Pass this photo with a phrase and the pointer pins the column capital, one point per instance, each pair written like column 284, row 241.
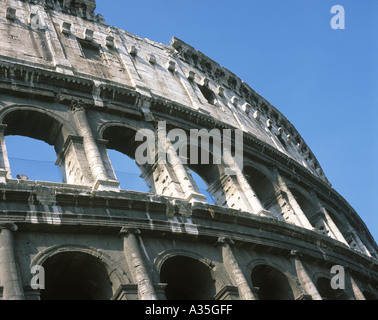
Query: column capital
column 3, row 126
column 129, row 230
column 296, row 254
column 225, row 240
column 8, row 226
column 78, row 105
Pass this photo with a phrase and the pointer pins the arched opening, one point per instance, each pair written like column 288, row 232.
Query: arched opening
column 187, row 279
column 263, row 188
column 271, row 284
column 327, row 292
column 122, row 146
column 309, row 209
column 208, row 94
column 33, row 140
column 205, row 165
column 76, row 276
column 202, row 186
column 369, row 296
column 32, row 159
column 127, row 172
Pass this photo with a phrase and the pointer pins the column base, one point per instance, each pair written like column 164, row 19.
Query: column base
column 107, row 185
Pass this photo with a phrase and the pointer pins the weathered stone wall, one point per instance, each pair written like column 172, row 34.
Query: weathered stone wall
column 85, row 87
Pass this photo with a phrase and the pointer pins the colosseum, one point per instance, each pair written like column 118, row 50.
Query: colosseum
column 275, row 230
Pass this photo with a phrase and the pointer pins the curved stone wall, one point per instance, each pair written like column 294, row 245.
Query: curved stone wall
column 277, row 228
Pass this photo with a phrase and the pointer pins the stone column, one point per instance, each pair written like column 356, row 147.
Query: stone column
column 358, row 294
column 93, row 154
column 303, row 276
column 241, row 188
column 328, row 220
column 168, row 163
column 300, row 218
column 5, row 171
column 135, row 260
column 9, row 274
column 234, row 270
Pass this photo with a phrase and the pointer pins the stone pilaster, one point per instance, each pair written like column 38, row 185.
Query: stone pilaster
column 246, row 198
column 303, row 276
column 9, row 273
column 5, row 171
column 233, row 269
column 296, row 215
column 100, row 176
column 136, row 262
column 335, row 232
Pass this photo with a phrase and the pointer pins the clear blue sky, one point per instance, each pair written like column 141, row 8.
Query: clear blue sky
column 323, row 80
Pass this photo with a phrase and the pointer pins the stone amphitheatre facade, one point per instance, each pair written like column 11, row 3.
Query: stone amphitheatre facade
column 277, row 228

——————

**Instructions for the task:**
Quote only the lines from the line containing "164, row 19." through the end of the entries, keeping the first and the last.

**The response:**
Pass this photo with a phrase and the pointer pins the column base, one point per instance, each pair written like column 164, row 19.
Query: column base
column 107, row 185
Pass this photo with a phrase and the pointer pins the weathered stone wall, one point per instance, each pair written like column 172, row 34.
Query: weathered stone wall
column 85, row 87
Pass this photo with a phrase and the pointer pins the colosseum, one point per instance, each pair written like column 118, row 50.
Query: colosseum
column 275, row 230
Pass this photo with a phrase and the pointer pins the curved stone wall, one point per instance, each pair written like column 294, row 245.
Query: curved stone wall
column 277, row 228
Pass this photo with a phrase and the pointer pins the stone column, one point per instance, each pair written like column 356, row 147.
Query: stone column
column 358, row 294
column 93, row 154
column 303, row 276
column 241, row 188
column 328, row 220
column 168, row 163
column 300, row 218
column 5, row 171
column 135, row 260
column 9, row 274
column 234, row 270
Pass this photo with a phrase and the pointer pins the stone pilaster, one point per instance, each pair written like column 38, row 185.
Query: stone pilaster
column 246, row 198
column 303, row 276
column 9, row 273
column 5, row 171
column 233, row 269
column 296, row 215
column 100, row 176
column 136, row 262
column 335, row 232
Pass this photo with a phrase and the pointer pins the clear blue sky, one point per instance, each pair written like column 141, row 8.
Query: clear blue sky
column 323, row 80
Pass this photo with a phrase and the pointer pins the stone amphitheatre facade, one point per instance, each pair written like column 11, row 3.
Query: stone amphitheatre facade
column 277, row 228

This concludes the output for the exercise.